■ **Selected text**
——————————
Memory allocation and addressing in Assembly

Question

I am trying to learn assembly and there a couple of instructions whose purpose I do not fully understand.

C code

#include <stdio.h> int main(int argc, char* argv[]) { printf("Argument One - %s\n", argv[1]); return 0; }

Assembly

 .section __TEXT,__text,regular,pure_instructions .build_version macos, 10, 14 .intel_syntax noprefix .globl _main ## -- Begin function main .p2align 4, 0x90 _main: ## @main ## %bb.0: push rbp mov rbp, rsp sub rsp, 32 lea rax, [rip + L_.str] mov dword ptr [rbp - 4], 0 mov dword ptr [rbp - 8], edi mov qword ptr [rbp - 16], rsi mov rsi, qword ptr [rbp - 16] mov rsi, qword ptr [rsi + 8] mov rdi, rax mov al, 0 call _printf xor ecx, ecx mov dword ptr [rbp - 20], eax ## 4-byte Spill mov eax, ecx add rsp, 32 pop rbp ret ## -- End function .section __TEXT,__cstring,cstring_literals L_.str: ## @.str .asciz "Argument One - %s\n" .subsections_via_symbols

Q1. sub rsp, 32

Why is space allocated for 32 bytes when there are no local variables? I believe argc and argv are saved in the registers edi and rsi respectively. If its so that they can be moved onto the stack, wouldn't that require only 12 bytes?

Q2. lea rax, [rip + L_.str] and mov rdi, rax

Am I correct in understanding that L_.str has the address of the string ""Argument One - %s\n"? From what I've understood, printf gets access to this string through the register rdi. So, why doesn't the instruction mov rdi, L_.str work instead?

Q3. mov dword ptr [rbp - 4], 0

Why is zero being pushed onto the stack?

Q4. mov dword ptr [rbp - 8], edi and mov qword ptr [rbp - 16], rsi

I believe these instruction are to get argc and argv onto the stack. Is it pure convention to use edi and rsi?

Q5. mov dword ptr [rbp - 20], eax

I haven't a clue what this does.

Most of that is noise and overhead from unoptimized code, e.g. copying args from registers to the stack for no reason, and (Q5) spilling the unused printf return value to stack space. Compile with -O3 or -O2 to get just the interesting part. How to remove "noise" from GCC/clang assembly output? — Peter Cordes
– Peter Cordes, Commented Jan 17, 2019 at 6:03
And yes, there is a standard that specifies how args are passed to functions, so compilers can make code that can call code from other compilers. In your case it's the x86-64 System V ABI. See the function-calling part of What are the calling conventions for UNIX & Linux system calls on i386 and x86-64, and What registers are preserved through a linux x86-64 function call. See also stackoverflow.com/tags/x86/info for more links to docs. — Peter Cordes
– Peter Cordes, Commented Jan 17, 2019 at 6:17
You are compiling without optimisations. This causes the compiler to generate a lot of useless instructions. Pass at least -O1, better -O2 so the compiler generates reasonable code. — fuz
– fuz, Commented Jan 17, 2019 at 11:03
@fuz Why would a compiler ever generate useless instructions to begin with? I really don't understand that. Just to adhere to calling conventions? — puppydrum64
– puppydrum64, Commented Jul 1, 2022 at 18:06
@puppydrum64 How is the compiler supposed to know if an instruction is useless to begin with, if you tell it not to check if instructions are useless? These seemingly useless instructions may be needed in some cases and if you tell the compiler not to check if they really are, it'll just generate them anyway. — fuz
– fuz, Commented Jul 1, 2022 at 18:45

Peter Cordes · Accepted Answer · 2019-01-17 06:43:03Z

Q1. sub rsp, 32

This is allocating space that is used to store some data. Although it allocates 32 bytes, the code is only using the first 16 bytes of that allocated space, a qword at [rbp-8] (0:edi) and a qword at [rbp-16] (rdi).
——————————
■ **Extracted material**
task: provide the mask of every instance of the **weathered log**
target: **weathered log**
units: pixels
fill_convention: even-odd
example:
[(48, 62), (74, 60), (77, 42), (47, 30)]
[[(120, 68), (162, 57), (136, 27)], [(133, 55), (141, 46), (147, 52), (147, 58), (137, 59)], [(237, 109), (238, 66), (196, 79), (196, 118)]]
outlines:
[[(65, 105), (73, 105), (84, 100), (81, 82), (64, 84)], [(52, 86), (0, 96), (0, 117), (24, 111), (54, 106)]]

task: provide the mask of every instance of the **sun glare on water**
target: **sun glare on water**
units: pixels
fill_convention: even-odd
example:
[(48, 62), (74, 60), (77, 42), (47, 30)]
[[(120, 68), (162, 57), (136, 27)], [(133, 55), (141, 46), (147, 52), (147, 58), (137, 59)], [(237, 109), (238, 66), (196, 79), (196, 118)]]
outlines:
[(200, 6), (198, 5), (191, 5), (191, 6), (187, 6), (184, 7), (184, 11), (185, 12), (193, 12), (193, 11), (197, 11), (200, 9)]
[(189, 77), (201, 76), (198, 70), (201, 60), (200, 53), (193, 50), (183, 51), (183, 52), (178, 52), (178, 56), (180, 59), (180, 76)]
——————————
■ **Objective**
In the assembly thread, how many of the 32 allocated bytes does the accepted answer say the code actually uses? The items come from a source unrelated to the assembly thread.

■ **Solved exercise**
Only the first 16 bytes.